▶ [EXERCISE]
Transcribe the full listing exactly, and drop every picture.
*-*-*
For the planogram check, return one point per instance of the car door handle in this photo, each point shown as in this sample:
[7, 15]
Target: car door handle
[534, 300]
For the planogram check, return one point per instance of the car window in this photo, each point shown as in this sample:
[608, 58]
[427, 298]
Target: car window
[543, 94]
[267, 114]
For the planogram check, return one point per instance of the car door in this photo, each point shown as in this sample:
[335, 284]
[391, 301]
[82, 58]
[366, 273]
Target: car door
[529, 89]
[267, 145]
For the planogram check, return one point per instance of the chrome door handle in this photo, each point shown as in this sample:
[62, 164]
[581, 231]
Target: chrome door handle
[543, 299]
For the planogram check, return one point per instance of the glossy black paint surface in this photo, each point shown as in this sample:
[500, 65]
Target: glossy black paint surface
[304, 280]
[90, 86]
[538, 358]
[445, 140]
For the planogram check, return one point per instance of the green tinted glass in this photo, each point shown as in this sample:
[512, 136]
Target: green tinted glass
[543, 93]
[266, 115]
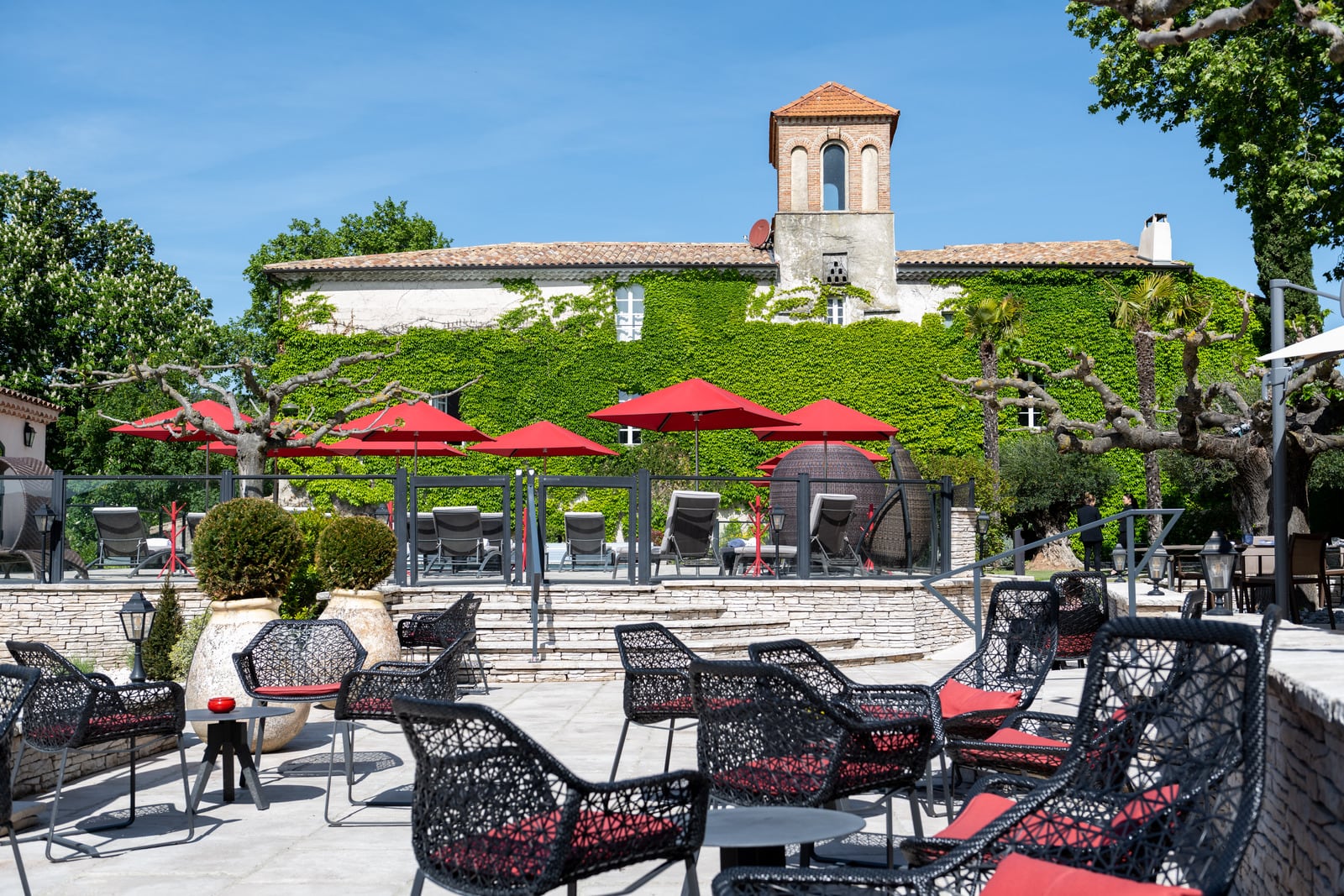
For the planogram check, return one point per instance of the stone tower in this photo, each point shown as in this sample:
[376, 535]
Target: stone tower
[832, 152]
*-*-*
▶ [EXPECTED ANSWER]
For the planogram check, return one point per instance of the car door handle in this photo, each point shown as in this sample:
[7, 15]
Target: car door handle
[534, 300]
For the planogram check, return one point per instance of the car window in this photo, each point shown as in this sample:
[608, 58]
[427, 298]
Target: car window
[543, 94]
[267, 114]
For the planogram check, return one point per instance of the car door in this photo, each point shown as in this sample:
[335, 284]
[391, 301]
[82, 58]
[366, 273]
Target: car door
[529, 89]
[267, 145]
For the planogram check, return one point per instance of the chrome door handle in this photo, each point shown as in this sample:
[62, 164]
[581, 231]
Target: chrome door handle
[543, 299]
For the planogram check, return one point per instance of the glossy black paint surface in this photo, each point shown as in this sample:
[500, 65]
Target: glossy black paint surface
[304, 280]
[90, 86]
[538, 358]
[445, 140]
For the planogram check, return one point per instance of the green tinted glass in this photo, each point shown as in this sample:
[512, 136]
Target: green tinted glass
[543, 93]
[266, 115]
For the planogram check, return one point per instance of the stone tower in this photo, each point shown as in this sample:
[376, 535]
Target: stone tower
[832, 152]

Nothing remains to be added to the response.